WHAT THE TASK REQUIRES ▸
Write each line exactly as it stands, from the line containing "mark: the sign post" through the end of the data.

===== DATA ENTRIES =====

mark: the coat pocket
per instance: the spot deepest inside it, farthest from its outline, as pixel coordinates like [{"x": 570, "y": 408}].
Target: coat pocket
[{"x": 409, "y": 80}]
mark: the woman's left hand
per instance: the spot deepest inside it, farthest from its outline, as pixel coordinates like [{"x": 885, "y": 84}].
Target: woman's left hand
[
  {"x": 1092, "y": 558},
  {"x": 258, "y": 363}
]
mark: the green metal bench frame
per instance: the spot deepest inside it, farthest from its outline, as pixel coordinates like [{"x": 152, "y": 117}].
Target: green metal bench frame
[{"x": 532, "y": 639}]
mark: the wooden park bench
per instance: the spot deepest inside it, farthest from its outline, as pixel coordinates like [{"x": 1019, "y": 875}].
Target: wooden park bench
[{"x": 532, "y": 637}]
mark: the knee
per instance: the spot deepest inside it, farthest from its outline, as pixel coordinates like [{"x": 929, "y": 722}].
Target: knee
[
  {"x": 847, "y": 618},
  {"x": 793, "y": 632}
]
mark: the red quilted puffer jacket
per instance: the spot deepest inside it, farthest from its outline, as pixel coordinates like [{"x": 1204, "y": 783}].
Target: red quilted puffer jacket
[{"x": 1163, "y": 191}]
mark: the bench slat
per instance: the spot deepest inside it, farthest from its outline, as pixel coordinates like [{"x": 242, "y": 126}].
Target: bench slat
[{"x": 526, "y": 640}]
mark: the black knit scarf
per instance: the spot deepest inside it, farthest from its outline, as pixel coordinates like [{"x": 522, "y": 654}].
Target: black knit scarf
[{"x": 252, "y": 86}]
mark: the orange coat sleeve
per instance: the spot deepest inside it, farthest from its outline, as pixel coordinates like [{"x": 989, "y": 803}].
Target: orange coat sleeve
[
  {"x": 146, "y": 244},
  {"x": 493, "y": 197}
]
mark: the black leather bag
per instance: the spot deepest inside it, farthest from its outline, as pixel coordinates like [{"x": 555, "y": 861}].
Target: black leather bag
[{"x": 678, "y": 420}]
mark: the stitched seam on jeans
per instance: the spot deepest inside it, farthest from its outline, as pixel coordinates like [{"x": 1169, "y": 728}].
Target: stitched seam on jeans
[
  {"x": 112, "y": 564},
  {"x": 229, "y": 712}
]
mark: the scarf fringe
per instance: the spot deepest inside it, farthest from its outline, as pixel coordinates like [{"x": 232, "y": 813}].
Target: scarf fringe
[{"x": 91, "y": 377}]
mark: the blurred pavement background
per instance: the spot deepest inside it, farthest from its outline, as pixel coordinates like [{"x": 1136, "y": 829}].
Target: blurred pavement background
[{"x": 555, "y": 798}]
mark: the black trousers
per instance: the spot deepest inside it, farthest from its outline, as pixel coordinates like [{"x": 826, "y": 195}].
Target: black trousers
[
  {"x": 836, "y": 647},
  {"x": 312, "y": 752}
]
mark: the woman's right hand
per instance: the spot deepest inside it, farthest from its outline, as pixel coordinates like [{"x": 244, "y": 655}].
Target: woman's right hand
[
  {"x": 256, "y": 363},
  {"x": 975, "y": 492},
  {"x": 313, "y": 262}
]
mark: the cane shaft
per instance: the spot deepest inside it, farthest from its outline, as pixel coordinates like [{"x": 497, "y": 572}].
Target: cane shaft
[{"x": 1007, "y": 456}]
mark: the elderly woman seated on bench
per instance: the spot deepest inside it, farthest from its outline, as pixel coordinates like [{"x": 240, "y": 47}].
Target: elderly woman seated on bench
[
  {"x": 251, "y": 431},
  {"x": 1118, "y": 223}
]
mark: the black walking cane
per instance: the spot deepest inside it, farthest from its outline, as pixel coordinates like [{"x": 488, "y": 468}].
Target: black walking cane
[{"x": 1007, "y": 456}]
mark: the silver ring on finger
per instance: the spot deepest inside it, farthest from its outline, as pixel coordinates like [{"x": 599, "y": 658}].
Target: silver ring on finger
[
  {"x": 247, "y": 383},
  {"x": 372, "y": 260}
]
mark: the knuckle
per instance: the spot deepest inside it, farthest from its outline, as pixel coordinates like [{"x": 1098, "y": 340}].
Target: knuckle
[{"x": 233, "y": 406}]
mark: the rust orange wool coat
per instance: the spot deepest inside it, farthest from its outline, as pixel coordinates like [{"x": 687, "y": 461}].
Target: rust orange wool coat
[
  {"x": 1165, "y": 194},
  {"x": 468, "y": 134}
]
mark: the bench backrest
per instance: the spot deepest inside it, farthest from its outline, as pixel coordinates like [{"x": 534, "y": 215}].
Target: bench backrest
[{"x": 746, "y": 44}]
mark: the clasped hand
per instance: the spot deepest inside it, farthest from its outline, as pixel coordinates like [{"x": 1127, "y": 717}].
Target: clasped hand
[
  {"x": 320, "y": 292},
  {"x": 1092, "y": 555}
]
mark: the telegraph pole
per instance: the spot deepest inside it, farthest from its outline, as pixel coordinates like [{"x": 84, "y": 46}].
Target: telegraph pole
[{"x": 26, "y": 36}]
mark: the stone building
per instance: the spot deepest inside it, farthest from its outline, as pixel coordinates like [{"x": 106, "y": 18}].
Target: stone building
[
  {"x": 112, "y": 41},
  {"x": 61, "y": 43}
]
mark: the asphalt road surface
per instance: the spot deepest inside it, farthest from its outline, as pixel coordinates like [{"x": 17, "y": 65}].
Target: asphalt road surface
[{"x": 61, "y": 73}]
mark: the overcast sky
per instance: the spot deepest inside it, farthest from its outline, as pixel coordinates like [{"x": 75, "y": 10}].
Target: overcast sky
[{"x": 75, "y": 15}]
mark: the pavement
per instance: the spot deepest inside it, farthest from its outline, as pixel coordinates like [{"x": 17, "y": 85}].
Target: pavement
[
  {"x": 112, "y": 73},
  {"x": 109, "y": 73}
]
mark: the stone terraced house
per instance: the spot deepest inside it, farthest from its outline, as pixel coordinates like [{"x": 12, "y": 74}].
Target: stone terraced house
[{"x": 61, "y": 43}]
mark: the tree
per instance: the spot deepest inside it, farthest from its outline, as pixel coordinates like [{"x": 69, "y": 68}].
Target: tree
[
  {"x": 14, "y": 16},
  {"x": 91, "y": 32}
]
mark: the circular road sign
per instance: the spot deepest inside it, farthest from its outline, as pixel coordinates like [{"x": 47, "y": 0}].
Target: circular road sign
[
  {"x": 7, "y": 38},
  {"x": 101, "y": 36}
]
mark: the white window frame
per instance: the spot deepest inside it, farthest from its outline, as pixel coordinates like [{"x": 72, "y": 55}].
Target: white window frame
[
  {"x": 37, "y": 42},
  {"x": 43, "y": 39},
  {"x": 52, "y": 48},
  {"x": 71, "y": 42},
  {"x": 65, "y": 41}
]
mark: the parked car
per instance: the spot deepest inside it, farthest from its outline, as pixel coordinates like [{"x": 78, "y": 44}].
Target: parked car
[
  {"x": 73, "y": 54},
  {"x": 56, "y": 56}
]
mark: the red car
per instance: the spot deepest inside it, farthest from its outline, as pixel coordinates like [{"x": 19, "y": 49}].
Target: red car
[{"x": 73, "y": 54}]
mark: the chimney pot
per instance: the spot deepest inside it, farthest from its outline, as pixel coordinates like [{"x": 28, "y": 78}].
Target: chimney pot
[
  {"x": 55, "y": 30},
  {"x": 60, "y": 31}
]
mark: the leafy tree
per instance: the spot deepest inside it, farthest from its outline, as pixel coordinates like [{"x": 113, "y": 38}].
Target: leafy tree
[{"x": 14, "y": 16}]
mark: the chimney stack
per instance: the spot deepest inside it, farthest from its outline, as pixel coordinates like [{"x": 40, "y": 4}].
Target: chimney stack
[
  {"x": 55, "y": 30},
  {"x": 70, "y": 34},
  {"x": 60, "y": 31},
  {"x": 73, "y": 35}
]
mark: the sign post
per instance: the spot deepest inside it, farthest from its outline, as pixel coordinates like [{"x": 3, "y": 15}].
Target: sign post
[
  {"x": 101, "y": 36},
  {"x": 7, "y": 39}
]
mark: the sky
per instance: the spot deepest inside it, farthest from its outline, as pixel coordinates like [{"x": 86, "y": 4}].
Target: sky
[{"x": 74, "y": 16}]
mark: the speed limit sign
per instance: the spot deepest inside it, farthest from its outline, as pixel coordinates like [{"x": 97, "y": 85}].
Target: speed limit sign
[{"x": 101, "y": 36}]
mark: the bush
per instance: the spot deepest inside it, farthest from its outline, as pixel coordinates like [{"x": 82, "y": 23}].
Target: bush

=====

EXERCISE SOLUTION ▸
mark: the sign post
per instance: the spot deepest inside it, farthest from its outline, as pixel coordinates like [{"x": 3, "y": 15}].
Target: sign post
[
  {"x": 101, "y": 36},
  {"x": 7, "y": 39}
]
mark: the sky
per instance: the spot deepest inside it, farthest from its outline, as pixel coordinates like [{"x": 86, "y": 4}].
Target: sky
[{"x": 74, "y": 16}]
mark: the speed limit sign
per instance: the spot deepest inside it, farthest from its outline, as pixel coordinates like [{"x": 97, "y": 85}].
Target: speed limit sign
[{"x": 101, "y": 36}]
mark: the bush
per instance: the spot deepest inside it, farthest from its outline, as pixel coordinates like [{"x": 82, "y": 23}].
Target: bush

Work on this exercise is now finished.